-- Begin Dataset records --
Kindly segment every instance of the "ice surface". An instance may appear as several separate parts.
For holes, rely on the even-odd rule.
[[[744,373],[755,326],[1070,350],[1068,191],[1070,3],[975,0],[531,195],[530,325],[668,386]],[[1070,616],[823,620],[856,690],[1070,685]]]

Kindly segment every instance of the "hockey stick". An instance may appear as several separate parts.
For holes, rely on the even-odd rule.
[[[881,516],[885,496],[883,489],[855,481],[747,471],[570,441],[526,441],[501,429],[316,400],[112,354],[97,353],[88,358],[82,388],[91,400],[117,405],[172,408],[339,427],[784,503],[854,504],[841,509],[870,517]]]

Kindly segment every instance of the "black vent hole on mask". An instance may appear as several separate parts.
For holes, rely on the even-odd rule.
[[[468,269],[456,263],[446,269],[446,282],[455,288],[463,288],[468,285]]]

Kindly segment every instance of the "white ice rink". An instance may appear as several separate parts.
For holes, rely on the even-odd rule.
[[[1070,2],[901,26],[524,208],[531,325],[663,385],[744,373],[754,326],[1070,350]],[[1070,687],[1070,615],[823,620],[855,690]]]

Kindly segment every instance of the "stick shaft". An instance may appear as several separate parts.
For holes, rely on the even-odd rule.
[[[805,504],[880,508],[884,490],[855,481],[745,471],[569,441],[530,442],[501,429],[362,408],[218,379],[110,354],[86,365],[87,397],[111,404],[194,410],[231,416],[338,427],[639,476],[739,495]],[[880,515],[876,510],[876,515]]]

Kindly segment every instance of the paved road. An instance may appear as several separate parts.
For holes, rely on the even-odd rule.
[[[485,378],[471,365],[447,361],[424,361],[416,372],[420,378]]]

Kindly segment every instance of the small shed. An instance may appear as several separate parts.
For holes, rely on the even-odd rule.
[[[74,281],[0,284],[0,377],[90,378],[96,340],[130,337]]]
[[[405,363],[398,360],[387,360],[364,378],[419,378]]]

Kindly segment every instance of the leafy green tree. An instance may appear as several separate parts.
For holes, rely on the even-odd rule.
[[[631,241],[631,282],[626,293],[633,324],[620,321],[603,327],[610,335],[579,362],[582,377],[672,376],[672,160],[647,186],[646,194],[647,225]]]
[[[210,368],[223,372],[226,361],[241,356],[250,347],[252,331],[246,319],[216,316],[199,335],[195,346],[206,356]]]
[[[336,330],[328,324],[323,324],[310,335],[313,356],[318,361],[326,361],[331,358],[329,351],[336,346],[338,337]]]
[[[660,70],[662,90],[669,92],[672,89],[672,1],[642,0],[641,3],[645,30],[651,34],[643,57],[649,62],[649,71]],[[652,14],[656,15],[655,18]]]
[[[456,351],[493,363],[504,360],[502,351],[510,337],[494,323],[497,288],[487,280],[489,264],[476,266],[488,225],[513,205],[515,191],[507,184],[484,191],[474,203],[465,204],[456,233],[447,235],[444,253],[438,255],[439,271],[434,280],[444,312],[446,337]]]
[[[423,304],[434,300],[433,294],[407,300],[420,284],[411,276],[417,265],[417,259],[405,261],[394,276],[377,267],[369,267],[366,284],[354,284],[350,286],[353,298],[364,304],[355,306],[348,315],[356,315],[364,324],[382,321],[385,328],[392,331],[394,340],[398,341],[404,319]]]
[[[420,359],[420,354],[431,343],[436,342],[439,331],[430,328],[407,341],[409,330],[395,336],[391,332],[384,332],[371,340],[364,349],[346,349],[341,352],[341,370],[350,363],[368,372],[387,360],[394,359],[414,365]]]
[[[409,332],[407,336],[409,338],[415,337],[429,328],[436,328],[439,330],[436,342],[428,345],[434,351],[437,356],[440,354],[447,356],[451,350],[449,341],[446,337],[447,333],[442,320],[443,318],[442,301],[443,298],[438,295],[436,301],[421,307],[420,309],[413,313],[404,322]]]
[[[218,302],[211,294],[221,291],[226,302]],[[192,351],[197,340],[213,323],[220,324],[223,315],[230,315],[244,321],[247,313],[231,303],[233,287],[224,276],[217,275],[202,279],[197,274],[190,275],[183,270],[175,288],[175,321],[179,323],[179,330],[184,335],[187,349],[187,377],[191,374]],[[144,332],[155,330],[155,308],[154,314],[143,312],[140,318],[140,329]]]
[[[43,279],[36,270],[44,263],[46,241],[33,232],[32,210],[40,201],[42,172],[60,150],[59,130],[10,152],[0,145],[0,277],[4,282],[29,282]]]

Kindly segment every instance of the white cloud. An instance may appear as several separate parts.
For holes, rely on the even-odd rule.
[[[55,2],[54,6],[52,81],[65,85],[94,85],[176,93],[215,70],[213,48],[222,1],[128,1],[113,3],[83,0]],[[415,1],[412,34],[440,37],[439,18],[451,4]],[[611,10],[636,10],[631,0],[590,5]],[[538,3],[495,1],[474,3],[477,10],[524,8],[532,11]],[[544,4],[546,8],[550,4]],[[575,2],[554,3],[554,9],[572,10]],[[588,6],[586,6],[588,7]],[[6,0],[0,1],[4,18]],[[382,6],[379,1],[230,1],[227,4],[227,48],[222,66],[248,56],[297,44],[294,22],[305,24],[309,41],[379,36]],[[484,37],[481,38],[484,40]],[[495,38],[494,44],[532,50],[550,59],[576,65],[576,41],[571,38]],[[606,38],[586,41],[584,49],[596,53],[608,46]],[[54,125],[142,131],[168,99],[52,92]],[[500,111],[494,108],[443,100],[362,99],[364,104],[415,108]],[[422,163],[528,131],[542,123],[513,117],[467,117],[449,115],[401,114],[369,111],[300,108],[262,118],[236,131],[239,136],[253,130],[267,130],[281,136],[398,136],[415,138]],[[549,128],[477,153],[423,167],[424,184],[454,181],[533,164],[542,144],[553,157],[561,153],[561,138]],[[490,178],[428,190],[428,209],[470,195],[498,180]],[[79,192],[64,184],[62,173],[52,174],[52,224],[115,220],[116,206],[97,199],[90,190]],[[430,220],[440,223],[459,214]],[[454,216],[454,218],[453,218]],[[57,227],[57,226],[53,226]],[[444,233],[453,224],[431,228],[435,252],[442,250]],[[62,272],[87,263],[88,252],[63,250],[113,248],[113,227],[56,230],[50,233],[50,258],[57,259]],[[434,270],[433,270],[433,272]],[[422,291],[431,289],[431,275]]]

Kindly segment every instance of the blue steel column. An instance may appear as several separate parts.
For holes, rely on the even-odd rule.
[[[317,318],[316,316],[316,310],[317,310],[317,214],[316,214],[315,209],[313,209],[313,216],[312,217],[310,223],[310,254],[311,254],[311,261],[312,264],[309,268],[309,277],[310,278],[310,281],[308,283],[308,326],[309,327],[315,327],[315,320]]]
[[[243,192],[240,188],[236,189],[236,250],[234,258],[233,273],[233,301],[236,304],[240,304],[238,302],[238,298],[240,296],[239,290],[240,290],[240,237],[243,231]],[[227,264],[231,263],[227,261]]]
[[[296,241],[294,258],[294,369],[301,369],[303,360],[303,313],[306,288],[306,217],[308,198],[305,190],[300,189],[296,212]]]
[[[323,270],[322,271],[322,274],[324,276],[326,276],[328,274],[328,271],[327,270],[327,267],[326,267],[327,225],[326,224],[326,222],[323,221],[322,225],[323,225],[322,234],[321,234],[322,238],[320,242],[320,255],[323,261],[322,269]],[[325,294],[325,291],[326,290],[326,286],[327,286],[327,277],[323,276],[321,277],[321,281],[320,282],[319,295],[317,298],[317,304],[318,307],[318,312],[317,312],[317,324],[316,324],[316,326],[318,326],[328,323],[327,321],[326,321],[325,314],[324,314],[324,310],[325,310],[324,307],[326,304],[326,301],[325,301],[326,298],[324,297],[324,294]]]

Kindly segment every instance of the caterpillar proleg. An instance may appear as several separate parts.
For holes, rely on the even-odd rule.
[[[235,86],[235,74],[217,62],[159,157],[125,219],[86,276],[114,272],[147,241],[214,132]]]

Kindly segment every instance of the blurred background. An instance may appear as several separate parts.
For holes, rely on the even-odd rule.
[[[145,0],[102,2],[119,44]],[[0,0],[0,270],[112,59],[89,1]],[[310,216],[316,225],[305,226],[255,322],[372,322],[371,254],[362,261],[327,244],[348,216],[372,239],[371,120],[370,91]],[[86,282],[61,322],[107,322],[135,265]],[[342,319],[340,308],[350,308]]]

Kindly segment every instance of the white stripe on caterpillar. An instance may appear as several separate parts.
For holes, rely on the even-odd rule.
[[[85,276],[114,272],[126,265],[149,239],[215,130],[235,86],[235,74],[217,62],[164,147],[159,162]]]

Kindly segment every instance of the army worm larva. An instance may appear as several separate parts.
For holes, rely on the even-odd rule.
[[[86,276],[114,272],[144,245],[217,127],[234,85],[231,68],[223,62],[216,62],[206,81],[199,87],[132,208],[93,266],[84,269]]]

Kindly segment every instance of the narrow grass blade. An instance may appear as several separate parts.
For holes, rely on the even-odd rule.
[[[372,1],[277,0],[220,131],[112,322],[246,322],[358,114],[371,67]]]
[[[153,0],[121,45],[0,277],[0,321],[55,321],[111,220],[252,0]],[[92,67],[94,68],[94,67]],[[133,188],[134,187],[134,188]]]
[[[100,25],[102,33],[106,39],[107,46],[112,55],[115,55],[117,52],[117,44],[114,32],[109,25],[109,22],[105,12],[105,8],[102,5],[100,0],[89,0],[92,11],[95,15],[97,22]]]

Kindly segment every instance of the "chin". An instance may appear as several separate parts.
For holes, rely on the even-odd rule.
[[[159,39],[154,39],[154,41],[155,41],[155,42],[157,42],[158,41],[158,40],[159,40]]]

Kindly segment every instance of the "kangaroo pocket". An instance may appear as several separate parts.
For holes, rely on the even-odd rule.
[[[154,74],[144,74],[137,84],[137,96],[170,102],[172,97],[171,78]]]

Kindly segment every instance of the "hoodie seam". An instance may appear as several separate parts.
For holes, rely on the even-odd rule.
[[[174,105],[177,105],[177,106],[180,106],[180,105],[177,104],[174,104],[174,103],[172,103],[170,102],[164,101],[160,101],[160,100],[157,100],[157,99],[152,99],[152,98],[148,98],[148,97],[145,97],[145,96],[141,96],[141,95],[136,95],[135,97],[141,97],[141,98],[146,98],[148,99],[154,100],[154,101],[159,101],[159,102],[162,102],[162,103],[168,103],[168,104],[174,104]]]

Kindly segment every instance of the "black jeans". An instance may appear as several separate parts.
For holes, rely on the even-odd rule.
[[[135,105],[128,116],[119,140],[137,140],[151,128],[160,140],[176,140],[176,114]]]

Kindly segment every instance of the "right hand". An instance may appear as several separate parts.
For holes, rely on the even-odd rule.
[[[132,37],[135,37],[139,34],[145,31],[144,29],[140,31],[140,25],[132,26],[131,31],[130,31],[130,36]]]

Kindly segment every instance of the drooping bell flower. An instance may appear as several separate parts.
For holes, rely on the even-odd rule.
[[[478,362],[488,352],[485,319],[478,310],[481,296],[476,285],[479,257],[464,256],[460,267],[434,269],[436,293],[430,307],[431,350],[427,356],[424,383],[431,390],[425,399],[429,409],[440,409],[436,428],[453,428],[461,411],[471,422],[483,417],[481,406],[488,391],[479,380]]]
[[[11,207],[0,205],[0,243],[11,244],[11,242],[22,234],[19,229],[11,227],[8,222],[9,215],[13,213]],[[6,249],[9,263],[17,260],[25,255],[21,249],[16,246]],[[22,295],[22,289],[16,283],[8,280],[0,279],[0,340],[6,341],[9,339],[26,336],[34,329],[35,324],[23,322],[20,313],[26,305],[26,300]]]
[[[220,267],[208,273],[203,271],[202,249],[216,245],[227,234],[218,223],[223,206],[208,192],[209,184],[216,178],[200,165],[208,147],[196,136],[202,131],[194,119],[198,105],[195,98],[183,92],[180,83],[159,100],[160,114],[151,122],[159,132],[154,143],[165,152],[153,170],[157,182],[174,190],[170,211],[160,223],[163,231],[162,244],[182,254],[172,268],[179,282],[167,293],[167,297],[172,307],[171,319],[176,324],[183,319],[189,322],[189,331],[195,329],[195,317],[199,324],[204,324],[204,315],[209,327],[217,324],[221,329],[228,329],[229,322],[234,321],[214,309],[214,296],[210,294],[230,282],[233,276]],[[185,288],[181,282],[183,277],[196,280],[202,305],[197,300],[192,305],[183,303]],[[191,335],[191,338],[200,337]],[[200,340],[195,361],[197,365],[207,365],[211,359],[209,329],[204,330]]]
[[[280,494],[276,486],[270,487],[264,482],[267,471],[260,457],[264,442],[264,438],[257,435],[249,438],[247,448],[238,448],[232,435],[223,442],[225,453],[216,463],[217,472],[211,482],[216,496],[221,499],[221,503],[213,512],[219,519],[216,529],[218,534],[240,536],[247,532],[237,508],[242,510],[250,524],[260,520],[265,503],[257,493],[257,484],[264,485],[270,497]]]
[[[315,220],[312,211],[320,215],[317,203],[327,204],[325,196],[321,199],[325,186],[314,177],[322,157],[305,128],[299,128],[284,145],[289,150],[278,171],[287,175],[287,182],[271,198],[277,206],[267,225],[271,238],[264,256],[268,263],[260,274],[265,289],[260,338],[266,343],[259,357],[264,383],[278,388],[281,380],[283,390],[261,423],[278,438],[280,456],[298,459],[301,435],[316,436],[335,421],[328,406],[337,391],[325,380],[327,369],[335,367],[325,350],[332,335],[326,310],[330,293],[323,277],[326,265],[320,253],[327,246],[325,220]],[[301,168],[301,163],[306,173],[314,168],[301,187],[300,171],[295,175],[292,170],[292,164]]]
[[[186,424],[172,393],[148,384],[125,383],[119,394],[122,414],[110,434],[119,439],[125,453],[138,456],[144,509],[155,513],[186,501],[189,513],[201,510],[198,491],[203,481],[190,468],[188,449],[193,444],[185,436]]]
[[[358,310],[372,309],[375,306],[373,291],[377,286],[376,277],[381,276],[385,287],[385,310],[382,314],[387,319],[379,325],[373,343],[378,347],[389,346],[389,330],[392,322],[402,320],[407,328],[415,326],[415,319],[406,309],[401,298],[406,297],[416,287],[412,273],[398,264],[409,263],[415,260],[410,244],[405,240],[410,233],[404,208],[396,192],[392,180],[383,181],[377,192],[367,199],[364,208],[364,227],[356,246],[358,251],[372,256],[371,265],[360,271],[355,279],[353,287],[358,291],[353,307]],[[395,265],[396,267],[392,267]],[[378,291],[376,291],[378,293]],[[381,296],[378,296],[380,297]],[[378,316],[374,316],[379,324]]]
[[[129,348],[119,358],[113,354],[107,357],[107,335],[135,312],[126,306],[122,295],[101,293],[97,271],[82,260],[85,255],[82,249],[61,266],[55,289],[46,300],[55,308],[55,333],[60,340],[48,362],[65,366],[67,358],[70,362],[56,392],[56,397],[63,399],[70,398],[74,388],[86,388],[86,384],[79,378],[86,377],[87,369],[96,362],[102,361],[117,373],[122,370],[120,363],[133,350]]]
-- End Dataset records --
To be done -
Could you put the material into a Markdown table with the columns Row and Line, numbering each row and leaving out blank lines? Begin at the line that has "Kindly segment every instance of the paved" and stop after the line that has "[[[405,363],[398,360],[387,360],[364,378],[419,378]]]".

Reply -
| Row | Line |
|---|---|
| 1 | Kindly segment every instance of the paved road. An instance may appear as several separate parts. |
| 2 | For holes, rely on the even-odd rule. |
| 3 | [[[485,378],[471,365],[447,361],[424,361],[416,372],[420,378]]] |
| 4 | Kindly segment every instance of the small shed. An instance may appear as several separate parts. |
| 5 | For holes, rely on the even-odd rule. |
| 6 | [[[74,281],[0,284],[0,377],[90,378],[96,340],[130,337]]] |
| 7 | [[[405,363],[398,360],[387,360],[364,378],[419,378]]] |